-- Opening Marker --
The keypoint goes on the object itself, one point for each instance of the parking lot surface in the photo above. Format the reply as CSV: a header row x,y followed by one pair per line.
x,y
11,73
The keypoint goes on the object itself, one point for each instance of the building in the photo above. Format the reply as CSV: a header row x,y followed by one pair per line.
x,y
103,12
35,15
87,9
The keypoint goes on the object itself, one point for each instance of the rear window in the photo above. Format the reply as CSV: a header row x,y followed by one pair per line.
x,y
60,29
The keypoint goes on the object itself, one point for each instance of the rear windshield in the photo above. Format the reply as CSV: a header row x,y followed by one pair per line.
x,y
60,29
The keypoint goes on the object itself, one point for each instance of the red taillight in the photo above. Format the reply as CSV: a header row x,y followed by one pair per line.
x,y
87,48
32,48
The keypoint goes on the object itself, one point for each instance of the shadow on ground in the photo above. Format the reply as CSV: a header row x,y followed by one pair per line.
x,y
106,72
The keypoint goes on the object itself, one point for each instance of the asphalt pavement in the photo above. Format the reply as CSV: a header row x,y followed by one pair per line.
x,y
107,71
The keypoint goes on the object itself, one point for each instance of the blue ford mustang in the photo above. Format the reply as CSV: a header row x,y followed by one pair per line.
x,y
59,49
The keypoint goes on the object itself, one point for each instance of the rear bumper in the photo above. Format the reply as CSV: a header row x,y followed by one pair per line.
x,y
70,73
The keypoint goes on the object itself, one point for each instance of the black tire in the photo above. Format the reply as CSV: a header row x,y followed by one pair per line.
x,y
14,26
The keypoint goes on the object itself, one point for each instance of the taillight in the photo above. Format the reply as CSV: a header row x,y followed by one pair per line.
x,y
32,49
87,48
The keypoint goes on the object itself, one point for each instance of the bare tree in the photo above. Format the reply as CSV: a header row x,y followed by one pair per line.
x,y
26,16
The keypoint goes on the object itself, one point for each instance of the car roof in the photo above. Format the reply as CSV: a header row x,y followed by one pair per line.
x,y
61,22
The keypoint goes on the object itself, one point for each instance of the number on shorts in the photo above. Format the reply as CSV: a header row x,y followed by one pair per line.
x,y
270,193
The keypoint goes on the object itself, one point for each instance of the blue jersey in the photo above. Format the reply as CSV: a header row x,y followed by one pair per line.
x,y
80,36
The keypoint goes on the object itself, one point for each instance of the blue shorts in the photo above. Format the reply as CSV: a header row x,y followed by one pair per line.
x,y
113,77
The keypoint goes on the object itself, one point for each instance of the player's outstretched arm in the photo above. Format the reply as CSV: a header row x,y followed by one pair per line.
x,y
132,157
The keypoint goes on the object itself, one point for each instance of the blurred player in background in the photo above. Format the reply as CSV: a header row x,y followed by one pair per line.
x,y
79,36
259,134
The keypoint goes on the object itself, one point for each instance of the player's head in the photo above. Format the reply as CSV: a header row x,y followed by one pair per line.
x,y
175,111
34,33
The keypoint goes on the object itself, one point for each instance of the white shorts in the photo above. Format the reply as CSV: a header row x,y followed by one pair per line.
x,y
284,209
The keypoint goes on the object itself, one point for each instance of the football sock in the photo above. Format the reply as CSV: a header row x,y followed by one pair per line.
-- Closing Marker --
* **Problem statement**
What do the records say? Quote them all exactly.

* **Answer for the task**
The keypoint goes on the object itself, one point for each instance of the parking lot surface in the photo above. Format the reply as CSV: a header row x,y followed by one pair per line.
x,y
11,73
The keypoint goes on the object itself, one point for each instance of the building in the photo above. Format the reply as CSV: a header row x,y followed by one pair per line.
x,y
103,12
35,15
87,9
The keypoint goes on the object itself, one point for each instance of the rear window in the photo above. Format the reply as CSV: a header row x,y followed by one pair per line.
x,y
60,29
The keypoint goes on the object itself, one point for each instance of the rear windshield in the photo above. Format the reply as CSV: a header row x,y followed by one pair per line.
x,y
60,29
The keypoint goes on the object itself, one point for each instance of the red taillight in the photo above. Format the reply as CSV: a header row x,y followed by one pair per line.
x,y
87,48
32,48
The keypoint goes on the object itself, one point for each instance of the shadow on ground in the photo above. Format the reply as CSV: a header row x,y followed by one pair per line.
x,y
106,72
The keypoint goes on the object itself, one point for each instance of the asphalt pavement in the photo above. Format the reply as CSV: a header row x,y followed by one pair per line.
x,y
107,71
The keypoint goes on the object itself, one point for each instance of the blue ford mustang in the photo above. Format the reply as CSV: a header row x,y followed by one pair per line.
x,y
59,49
The keypoint goes on the object itself, one point for each instance of the rear bumper in the photo above. Format the reply as CSV: a header row x,y followed by one pair per line.
x,y
70,73
The keypoint goes on the object itself, one point for each instance of the black tire in the photo above. Format the reply as CSV: a header row x,y followed by one pair per line.
x,y
14,26
The keypoint goes on the object itself, one point for each instance of the taillight in the photo above. Format the reply as CSV: a header row x,y followed by one pair per line.
x,y
32,49
87,48
The keypoint goes on the object itself, one point for each instance of the bare tree in the photo above. Format the reply as CSV: a header row x,y followed by one pair per line.
x,y
26,16
The keypoint goes on the object itself, one point for each instance of the car roof in the photo above. Format the reply as CSV: a header row x,y followed by one pair per line.
x,y
61,22
The keypoint goes on the object itself, one point for each instance of the number on shorts in the photo above. Format the reply as CSV: a header row x,y followed by one pair per line.
x,y
270,193
The keypoint goes on the object itself, one point for each instance of the blue jersey in the photo above. Format the reply as CSV: a header row x,y followed by one pair per line.
x,y
80,36
The keypoint goes on the object itself, one point for each instance of the blue shorts in the photo above. Format the reply as CSV: a header row x,y followed by one pair per line.
x,y
113,77
The keypoint goes on the object itself, one point for each instance of the player's outstretched arm in the photo above. Format the reply as CSV: a header row x,y followed by one pair per line.
x,y
132,157
The keypoint goes on the object itself, one point for each instance of the blurred player in background in the photo above. Format the reply as CSV: a header row x,y followed by one pair per line.
x,y
79,36
259,134
The keypoint goes on the object itself, one point for each instance of the player's head in the photo above. Format the reply as CSV: a header row x,y followed by one pair per line.
x,y
175,111
34,33
The keypoint goes on the object itself, one point for each instance of the white shorts in the photo above. Format the reply as CSV: a header row x,y followed by one pair per line.
x,y
284,209
The keypoint goes on the object itself, one point for each instance of the football sock in the photo above. Format the reply as CSV: a header row x,y followed by one pair per line.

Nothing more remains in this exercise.